§ Excerpt

Each of the public bodies covered by the code is supposed to have appointed a liaison officer to handle requests and direct them to the relevant section for an answer.

Six test letters were sent from home addresses by Independent staff members under the code, which is part of the Citizen's Charter. The letters were sent at the start of November to the "Open Government Desk" at main Whitehall addresses. Only two received a reply within the 20 days recommended. One reply came back after three months, and three more are still outstanding.

In at least one case the department, when asked about the letters, said it was possible that addressing a letter to the Open Government Desk would be sufficient information for it to reach the right person. However, it suggested that it would have been better to address it to the Secretary of State. No department asked for money to carry out the research needed, as they may under the code.

The Home Office failed to respond to a question asking whether a reporter's telephone had ever been tapped. A citizen has no right to know if his telephone is tapped legally, authorised by the Home Secretary, but is allowed by law to ask a special tribunal if it has been tapped illegally. The Home Office should have referred the questioner to this tribunal.

The same department was asked how much money police forces pay out each year in ex gratia compensation payments to victims of wrongful prosecution or arrest. A letter came back on 1 February apologising for the delay, saying: "This information is not collected centrally, and responsibility lay with the 43 police forces in England and Wales." The search for information ended there, because the police is one of the public bodies exempted from the open government code.

The Independent's experience is hard to reconcile with the official Home Office statistics in the report, in which the department claims to have handled 265 requests for information under the code up to the end of 1994, to have answered 263 within 20 days, and only refused one.

The Department of Transport failed to reply to a letter asking how many parking spaces were allocated to civil servants and what were their grades. The press office could not find any trace of the letter or say if all code requests were centrally logged. The Department of Health was asked if any patients had been infected in Britain by doctors or nurses found to be HIV positive. A holding letter came within a week, and within a month the answer from the senior officer of the Communicable Diseases Branch, Dr Susan Turnbull, said there had been no known cases.

Another prompt response came from Celeste Bramble, of the Ministry of Defence's records office, who answered a detailed question about the availability of Army records from the First World War within 10 days. In a detailed letter, she listed papers at the Public Record Office on war diaries covering the Dardanelles, East Africa and Mesopotamia. "However, you may be interested to know that a large amount of ... material was destroyed in the Second World War, when the War Office repository ... was bombed during the blitz," she wrote. These included a "card index system pertaining to military hospitals".

But the MoD failed to respond to a request to give the numbers of servicemen and women dismissed from the forces for being gay or lesbian. It said it has no record of the letter having arrived, but would be happy to provide the information.

§ Entries provided
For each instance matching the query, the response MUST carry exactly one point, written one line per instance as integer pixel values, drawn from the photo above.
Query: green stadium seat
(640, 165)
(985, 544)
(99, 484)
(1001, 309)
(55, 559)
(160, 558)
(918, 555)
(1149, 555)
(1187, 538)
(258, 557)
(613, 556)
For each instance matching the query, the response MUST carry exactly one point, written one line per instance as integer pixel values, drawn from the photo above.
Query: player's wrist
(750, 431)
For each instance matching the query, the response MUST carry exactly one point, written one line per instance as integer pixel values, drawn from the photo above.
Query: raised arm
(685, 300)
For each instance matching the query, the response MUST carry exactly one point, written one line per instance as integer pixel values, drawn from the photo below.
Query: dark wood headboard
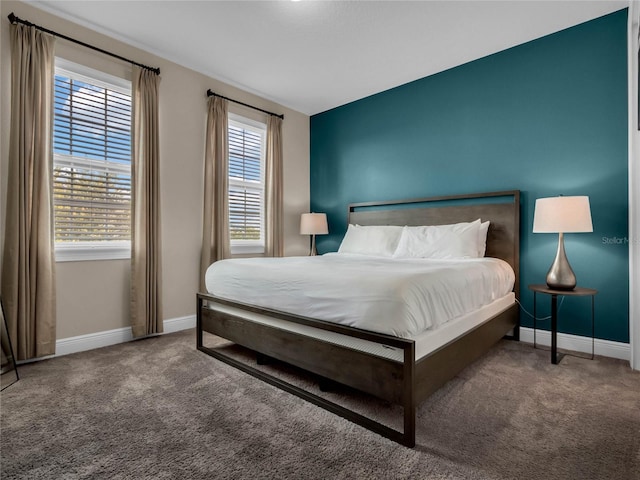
(502, 209)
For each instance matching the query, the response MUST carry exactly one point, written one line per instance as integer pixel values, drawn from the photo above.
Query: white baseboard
(81, 343)
(577, 343)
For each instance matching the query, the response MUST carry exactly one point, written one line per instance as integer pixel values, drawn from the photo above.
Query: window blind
(246, 153)
(92, 160)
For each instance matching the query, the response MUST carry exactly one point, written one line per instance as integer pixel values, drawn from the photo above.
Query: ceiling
(312, 56)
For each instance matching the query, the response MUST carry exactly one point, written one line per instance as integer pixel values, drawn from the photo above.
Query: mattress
(425, 343)
(399, 297)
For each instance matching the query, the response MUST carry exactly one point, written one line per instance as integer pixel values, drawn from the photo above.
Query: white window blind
(246, 185)
(91, 163)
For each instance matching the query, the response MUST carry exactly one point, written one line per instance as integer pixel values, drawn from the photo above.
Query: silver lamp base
(560, 275)
(313, 252)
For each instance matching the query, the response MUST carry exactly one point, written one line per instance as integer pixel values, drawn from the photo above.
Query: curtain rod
(13, 19)
(211, 93)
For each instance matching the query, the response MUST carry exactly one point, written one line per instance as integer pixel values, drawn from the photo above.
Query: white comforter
(397, 297)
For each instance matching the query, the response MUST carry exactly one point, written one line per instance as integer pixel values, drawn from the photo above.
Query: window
(246, 185)
(91, 164)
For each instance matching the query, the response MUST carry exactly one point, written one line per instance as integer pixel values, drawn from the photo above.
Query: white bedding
(400, 297)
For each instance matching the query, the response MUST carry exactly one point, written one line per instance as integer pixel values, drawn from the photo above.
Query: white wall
(94, 296)
(634, 187)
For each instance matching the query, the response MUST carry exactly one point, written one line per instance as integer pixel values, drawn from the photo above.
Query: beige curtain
(28, 265)
(215, 232)
(146, 271)
(274, 245)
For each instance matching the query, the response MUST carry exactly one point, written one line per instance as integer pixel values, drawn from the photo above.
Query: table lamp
(313, 224)
(562, 215)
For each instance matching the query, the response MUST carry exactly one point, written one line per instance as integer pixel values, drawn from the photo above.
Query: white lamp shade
(313, 224)
(562, 215)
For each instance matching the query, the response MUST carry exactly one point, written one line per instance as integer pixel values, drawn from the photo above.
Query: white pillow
(376, 240)
(482, 238)
(459, 240)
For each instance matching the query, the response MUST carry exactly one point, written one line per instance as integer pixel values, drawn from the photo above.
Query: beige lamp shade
(562, 215)
(313, 224)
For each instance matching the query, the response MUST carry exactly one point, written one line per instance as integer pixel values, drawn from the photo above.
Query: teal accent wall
(547, 117)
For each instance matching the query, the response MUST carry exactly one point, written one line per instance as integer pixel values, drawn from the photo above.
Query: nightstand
(576, 292)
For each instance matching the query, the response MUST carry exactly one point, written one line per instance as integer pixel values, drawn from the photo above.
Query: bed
(396, 365)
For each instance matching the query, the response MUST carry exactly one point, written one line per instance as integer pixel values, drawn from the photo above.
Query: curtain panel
(146, 269)
(28, 266)
(274, 245)
(215, 231)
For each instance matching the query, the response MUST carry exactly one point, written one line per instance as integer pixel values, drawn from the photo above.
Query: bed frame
(406, 382)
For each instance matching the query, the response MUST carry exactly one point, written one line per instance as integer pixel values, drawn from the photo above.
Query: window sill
(84, 253)
(247, 249)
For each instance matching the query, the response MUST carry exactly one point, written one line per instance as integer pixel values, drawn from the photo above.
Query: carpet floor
(157, 408)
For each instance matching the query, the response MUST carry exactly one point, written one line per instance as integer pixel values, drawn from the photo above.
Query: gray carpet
(157, 408)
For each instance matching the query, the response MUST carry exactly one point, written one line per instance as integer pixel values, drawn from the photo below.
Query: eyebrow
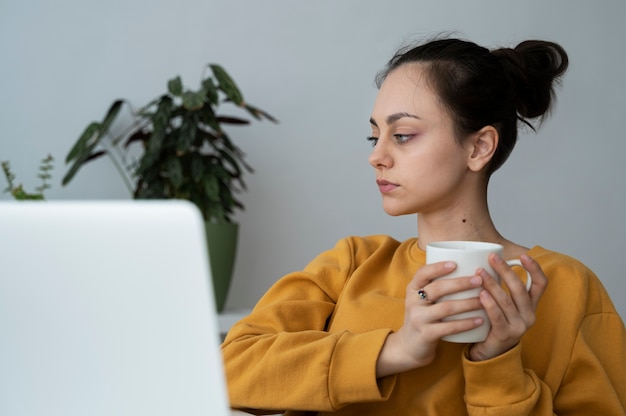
(392, 118)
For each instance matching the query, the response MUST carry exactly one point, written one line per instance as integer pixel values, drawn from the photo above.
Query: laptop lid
(106, 308)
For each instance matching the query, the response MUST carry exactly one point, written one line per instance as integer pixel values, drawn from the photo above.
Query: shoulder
(372, 244)
(569, 278)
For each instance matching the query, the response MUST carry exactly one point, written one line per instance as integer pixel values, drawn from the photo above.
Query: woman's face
(420, 167)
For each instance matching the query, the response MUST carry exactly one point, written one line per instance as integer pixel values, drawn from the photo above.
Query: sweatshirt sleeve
(594, 382)
(282, 357)
(579, 358)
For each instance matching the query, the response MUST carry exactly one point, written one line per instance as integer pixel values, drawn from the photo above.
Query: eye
(373, 140)
(403, 138)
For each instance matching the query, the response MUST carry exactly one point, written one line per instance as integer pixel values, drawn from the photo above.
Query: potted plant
(183, 152)
(17, 191)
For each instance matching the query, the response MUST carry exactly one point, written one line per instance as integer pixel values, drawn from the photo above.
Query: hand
(511, 314)
(415, 344)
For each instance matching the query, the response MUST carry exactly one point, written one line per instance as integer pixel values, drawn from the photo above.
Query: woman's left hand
(511, 314)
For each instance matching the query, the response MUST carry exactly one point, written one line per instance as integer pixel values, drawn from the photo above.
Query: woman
(358, 331)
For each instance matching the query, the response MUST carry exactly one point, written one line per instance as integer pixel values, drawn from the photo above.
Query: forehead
(406, 89)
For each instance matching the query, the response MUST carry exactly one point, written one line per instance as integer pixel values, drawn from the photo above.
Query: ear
(482, 145)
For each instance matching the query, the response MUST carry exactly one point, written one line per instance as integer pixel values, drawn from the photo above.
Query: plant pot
(222, 243)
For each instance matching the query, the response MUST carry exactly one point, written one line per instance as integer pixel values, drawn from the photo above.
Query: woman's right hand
(415, 343)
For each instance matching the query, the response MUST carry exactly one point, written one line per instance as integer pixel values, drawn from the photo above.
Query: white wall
(312, 64)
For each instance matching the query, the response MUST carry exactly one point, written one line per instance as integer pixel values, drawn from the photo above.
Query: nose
(380, 157)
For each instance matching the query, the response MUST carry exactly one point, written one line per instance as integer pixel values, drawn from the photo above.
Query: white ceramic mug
(468, 256)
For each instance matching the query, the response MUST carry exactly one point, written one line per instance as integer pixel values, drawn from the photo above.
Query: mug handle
(516, 262)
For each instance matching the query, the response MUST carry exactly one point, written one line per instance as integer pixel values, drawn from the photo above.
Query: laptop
(106, 308)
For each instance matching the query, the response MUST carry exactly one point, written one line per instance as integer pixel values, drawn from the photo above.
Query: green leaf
(212, 187)
(187, 133)
(175, 86)
(232, 120)
(175, 172)
(210, 91)
(193, 100)
(227, 84)
(197, 169)
(82, 144)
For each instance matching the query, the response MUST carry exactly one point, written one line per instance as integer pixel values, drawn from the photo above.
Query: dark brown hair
(480, 87)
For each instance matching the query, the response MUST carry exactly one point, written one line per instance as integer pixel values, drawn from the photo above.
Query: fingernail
(497, 258)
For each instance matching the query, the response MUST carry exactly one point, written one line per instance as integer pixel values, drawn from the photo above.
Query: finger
(539, 279)
(511, 279)
(500, 305)
(439, 288)
(429, 272)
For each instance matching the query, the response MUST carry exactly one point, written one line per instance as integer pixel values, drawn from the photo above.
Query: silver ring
(422, 294)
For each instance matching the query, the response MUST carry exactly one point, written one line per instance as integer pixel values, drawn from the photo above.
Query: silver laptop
(106, 308)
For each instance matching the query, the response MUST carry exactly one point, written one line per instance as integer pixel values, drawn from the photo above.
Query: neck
(468, 221)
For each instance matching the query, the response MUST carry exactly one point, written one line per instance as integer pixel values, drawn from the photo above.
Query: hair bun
(535, 68)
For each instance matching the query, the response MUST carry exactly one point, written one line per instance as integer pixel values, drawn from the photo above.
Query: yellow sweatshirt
(311, 344)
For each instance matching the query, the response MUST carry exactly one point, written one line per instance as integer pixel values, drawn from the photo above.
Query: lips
(385, 186)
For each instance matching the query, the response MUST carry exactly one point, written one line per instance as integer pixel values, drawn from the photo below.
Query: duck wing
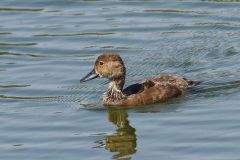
(180, 82)
(138, 87)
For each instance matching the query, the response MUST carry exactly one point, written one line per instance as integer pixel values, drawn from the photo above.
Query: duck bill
(89, 76)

§ Activity
According to the excerpt, why did the search for figures on police compensation payments to victims of wrongful prosecution or arrest end with the Home Office reply? Answer in one to three sentences. The items that come after the excerpt are separate material.

§ Solution to this task
The Home Office replied that the information was not collected centrally and that responsibility lay with the 43 police forces in England and Wales. The search ended there because the police is one of the public bodies exempted from the open government code.